▶ ОТРЫВОК ТЕКСТА:
══════════
В Ленинград из Царского Села
Она родилась в апреле 1933 года в Пушкине.
- Жили недалеко от вокзала, - воспоминания Валентины Федоровны подробны и четки, - бабушка, мама, папа, мамина сестра, моя младшая сестренка и я. Папа был директором 5-й мармеладной фабрики, не знаю, что там сейчас. Но он погиб в 1939 году, во время финской кампании. На той же фабрике в одном из цехов работала и бабушка. Она приносила нам кусочки шоколада, невероятно твердого, но мы – дети – грызли. Около дома было цветочное хозяйство, забор – колючая проволока, а мы все равно лазали туда. В детстве я часто болела, и к нам приезжал доктор. В маленьком тарантасе, запряженном лошадкой. Типичный чеховский доктор с бородкой. И меня все время поили рыбьим жиром,- поморщилась Валентина Федоровна. – У лошади был жеребенок. Я все время хотела его погладить. И улучила-таки момент, погладила. А он меня лягнул и выбил зуб.
- Неподалеку от нашего дома, - продолжает вспоминать Валентина Федоровна, - начали строить каменный дом. Он остался недостроенным. Мы прятались туда во время обстрелов. Иногда бежали к цветочному хозяйству, к землянкам. Но туда было дольше бежать. Однажды мы с мамой и сестренкой бежали к землянке, а над нами низко-низко летел “мессер”. Мы уже вбежали в землянку, но мама нас вдруг оттуда вытащила. В землянку вскоре попала бомба… А однажды мы увидели, что двор усыпан чем-то белым. Это оказались листовки. С текстом. Я до сих пор его помню: “Девочки и дамочки, не ройте нам ямочки. Приедут наши таночки, засыпят ваши ямочки.”
══════════
▶ ФРАГМЕНТ ЗАПИСЕЙ:
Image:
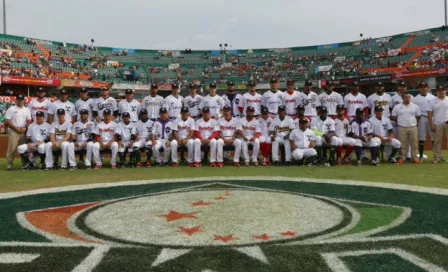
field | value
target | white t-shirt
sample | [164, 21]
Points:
[439, 110]
[18, 116]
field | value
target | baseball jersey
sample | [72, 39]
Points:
[82, 131]
[381, 127]
[360, 129]
[88, 105]
[330, 101]
[35, 106]
[67, 106]
[228, 127]
[134, 107]
[249, 128]
[352, 102]
[384, 100]
[38, 132]
[153, 105]
[174, 105]
[215, 103]
[272, 100]
[144, 129]
[291, 102]
[310, 102]
[101, 104]
[341, 127]
[302, 139]
[60, 130]
[281, 127]
[253, 100]
[193, 104]
[183, 128]
[106, 131]
[422, 102]
[162, 129]
[206, 128]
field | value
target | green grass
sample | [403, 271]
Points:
[425, 174]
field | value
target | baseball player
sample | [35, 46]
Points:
[206, 131]
[126, 135]
[40, 104]
[309, 99]
[383, 130]
[105, 102]
[330, 99]
[252, 98]
[380, 99]
[62, 103]
[228, 136]
[183, 131]
[130, 105]
[249, 130]
[324, 128]
[233, 99]
[193, 101]
[161, 137]
[422, 100]
[105, 140]
[265, 139]
[362, 131]
[36, 137]
[302, 142]
[279, 131]
[82, 139]
[144, 130]
[341, 124]
[354, 101]
[153, 102]
[60, 132]
[174, 102]
[84, 103]
[214, 102]
[273, 98]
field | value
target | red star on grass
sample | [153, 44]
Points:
[190, 231]
[173, 215]
[225, 239]
[201, 203]
[264, 236]
[288, 233]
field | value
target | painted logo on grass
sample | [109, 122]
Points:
[225, 225]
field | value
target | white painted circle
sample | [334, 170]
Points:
[243, 214]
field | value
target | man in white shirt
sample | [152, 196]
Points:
[206, 131]
[422, 100]
[183, 131]
[228, 136]
[130, 105]
[174, 102]
[438, 120]
[407, 115]
[302, 143]
[383, 130]
[153, 102]
[18, 118]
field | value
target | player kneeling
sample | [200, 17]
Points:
[183, 130]
[228, 136]
[206, 131]
[126, 134]
[36, 137]
[105, 140]
[249, 130]
[362, 131]
[302, 141]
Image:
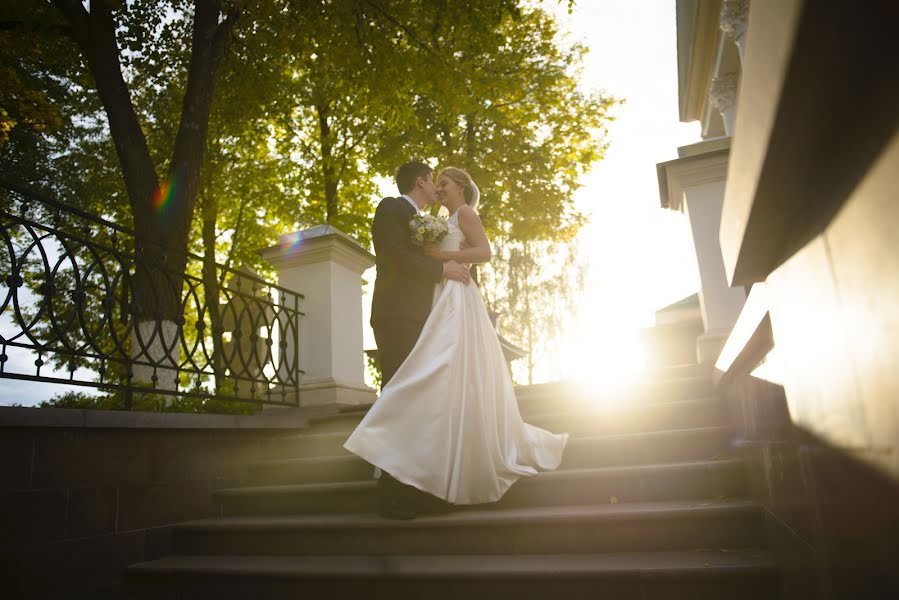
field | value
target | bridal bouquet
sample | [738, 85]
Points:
[427, 229]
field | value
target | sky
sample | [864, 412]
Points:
[639, 257]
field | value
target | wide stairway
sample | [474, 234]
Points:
[649, 503]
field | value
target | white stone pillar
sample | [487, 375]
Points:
[695, 185]
[326, 265]
[723, 95]
[733, 21]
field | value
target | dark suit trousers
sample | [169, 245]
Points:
[395, 339]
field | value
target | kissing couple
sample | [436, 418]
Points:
[447, 421]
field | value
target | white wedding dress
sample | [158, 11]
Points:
[448, 422]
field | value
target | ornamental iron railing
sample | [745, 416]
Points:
[79, 309]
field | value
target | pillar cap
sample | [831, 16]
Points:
[319, 244]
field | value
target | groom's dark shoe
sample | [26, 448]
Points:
[391, 502]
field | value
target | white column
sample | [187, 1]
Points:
[723, 96]
[733, 21]
[326, 265]
[695, 185]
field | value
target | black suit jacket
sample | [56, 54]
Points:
[404, 286]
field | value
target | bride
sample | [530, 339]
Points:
[448, 422]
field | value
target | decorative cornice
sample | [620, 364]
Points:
[734, 15]
[723, 92]
[690, 171]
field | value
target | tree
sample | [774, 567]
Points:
[95, 32]
[269, 115]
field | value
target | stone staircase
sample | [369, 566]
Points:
[650, 502]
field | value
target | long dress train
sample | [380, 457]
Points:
[448, 422]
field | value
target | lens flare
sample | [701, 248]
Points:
[163, 196]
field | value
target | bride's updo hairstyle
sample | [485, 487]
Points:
[469, 190]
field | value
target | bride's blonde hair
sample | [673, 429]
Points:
[463, 179]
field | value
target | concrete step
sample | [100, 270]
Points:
[674, 481]
[652, 389]
[327, 438]
[562, 529]
[581, 452]
[669, 575]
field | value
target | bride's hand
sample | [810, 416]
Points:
[434, 252]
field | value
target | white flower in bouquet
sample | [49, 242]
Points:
[427, 229]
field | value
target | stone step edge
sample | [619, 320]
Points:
[573, 440]
[678, 564]
[634, 470]
[592, 513]
[613, 411]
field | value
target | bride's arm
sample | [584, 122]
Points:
[478, 246]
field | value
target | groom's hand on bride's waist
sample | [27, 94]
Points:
[456, 271]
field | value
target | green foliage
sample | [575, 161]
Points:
[148, 402]
[314, 101]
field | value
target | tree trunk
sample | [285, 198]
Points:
[527, 312]
[163, 226]
[328, 173]
[211, 289]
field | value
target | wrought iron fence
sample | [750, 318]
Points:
[78, 310]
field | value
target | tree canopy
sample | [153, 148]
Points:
[216, 125]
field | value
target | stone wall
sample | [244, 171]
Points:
[831, 519]
[83, 494]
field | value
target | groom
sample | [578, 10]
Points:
══════════
Продолжите воспоминания Валентины Федоровны о детстве в Пушкине, начав сразу после последнего предложения.

▶ ИТОГ ЗАДАНИЯ:
Валентина Федоровна ненадолго задумывается, затем продолжает:
- Поздняя осень. Немцы заняли парк. Отступали последние наши части. В одной из них служил друг маминой сестры, летчик, Яша Огинец. Он спас нас всех. Уезжая с отступающими частями, заглянул к нам по пути и забрал маму, меня и сестренку. Бабушка и мамина сестра жили в Ленинграде, на улице Скороходова. Однажды электрички перестали ходить, и они не смогли приехать в Пушкин. Яша посадил меня в свою машину, а мама с сестренкой сели во вторую. Когда приехали в Ленинград, оказалось, что машины, в которой ехала мама, нигде нет. Так я оказалась на Комендантском аэродроме. Там жили летчики. И я там прожила месяца два. Яша спрашивал, где живут родственники моего папы. И я вспомнила, как мы ездили к ним. Возле Витебского вокзала садились на трамвай №3 и ехали до кольца, до Новой Деревни. Мы с Яшей поехали на этом трамвае. И приехали к папиным родным. А вскоре туда пришла мама. В машину, где она ехала, попал снаряд, и пришлось добираться в Ленинград пешком. Она искала меня по детским домам, не нашла и приехала сообщить родным, что я погибла. Мы отправились домой. Помню бомбоубежище. В дом, где мы жили, попала бомба. Сейчас там небольшой скверик.
Помню, как горел зоопарк. Как страшно трубил слон. Нам дали комнату на Охте. Сестренка совсем опухла, в больницу ее не брали. И опять Яша всех нас спас. Он приносил нам свой паек, и мама его понемногу добавляла к нашим карточкам. Сестренка выжила.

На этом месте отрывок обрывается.